Does Federal Minimum Wage Still Matter?
Law360
June 14, 2022
Center Operations Manager Natalie Shaak was quoted in an article discussing the need to continue the federal minimum wage when a majority of states have minimum wages above the federal wage floor and private employers are raising their lowest wages to compete for workers. She, and many experts agree, the federal minimum wage still matters.
Thirty U.S. states and the District of Columbia, Puerto Rico, the U.S. Virgin Islands and Guam have set wage floors higher than the federal rate, some of which are on track to surpass $15 for the first time due to indexing to inflation. Employers have also raised wages to attract and retain workers.
But July marks 13 years since the federal minimum wage last increased, to $7.25 an hour in 2009, following Congress's 2007 amendment of the Fair Labor Standards Act.
Several major employers have raised their lowest hourly wages to $15 or more, including in the banking, retail, pharmacy and food service industries.
But employers might not always pay so much, and so raising the federal wage floor remains necessary, said Natalie Shaak, operations manager at Drexel University's Center for Hunger-Free Communities, who wrote a 2021 policy brief that said $15 an hour is still too low.
"When things swing back the other way and there's not a place where all these businesses are fighting for employees, there needs to be a bar set," Shaak said. "And that bar is the federal minimum wage."

========================================

● EXPLORE THE MATERIAL:
**1)** According to the minimum wage article, why does Shaak consider raising the federal wage floor still necessary even though many employers already pay $15 or more? Answer in one to three sentences.
**2)** Transcribe the part of the minimum wage article starting at "But employers might" and ending at "still too low.".

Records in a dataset
========================================

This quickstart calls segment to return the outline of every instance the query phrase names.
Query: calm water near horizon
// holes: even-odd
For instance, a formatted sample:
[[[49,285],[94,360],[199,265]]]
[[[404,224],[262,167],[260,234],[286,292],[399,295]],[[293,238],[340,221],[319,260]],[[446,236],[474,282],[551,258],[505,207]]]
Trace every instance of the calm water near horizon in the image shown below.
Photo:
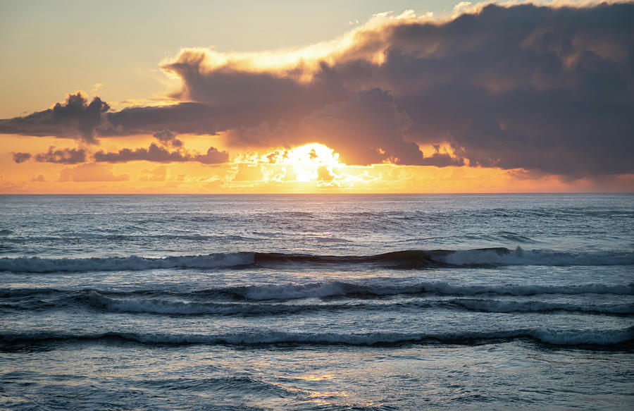
[[[634,403],[632,194],[0,209],[0,409]]]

========================================

● EXERCISE SOLUTIONS:
**1)** Employers might not always pay so much. When conditions swing back and businesses are no longer fighting for employees, a bar needs to be set, and that bar is the federal minimum wage.

**2)**
But employers might not always pay so much, and so raising the federal wage floor remains necessary, said Natalie Shaak, operations manager at Drexel University's Center for Hunger-Free Communities, who wrote a 2021 policy brief that said $15 an hour is still too low.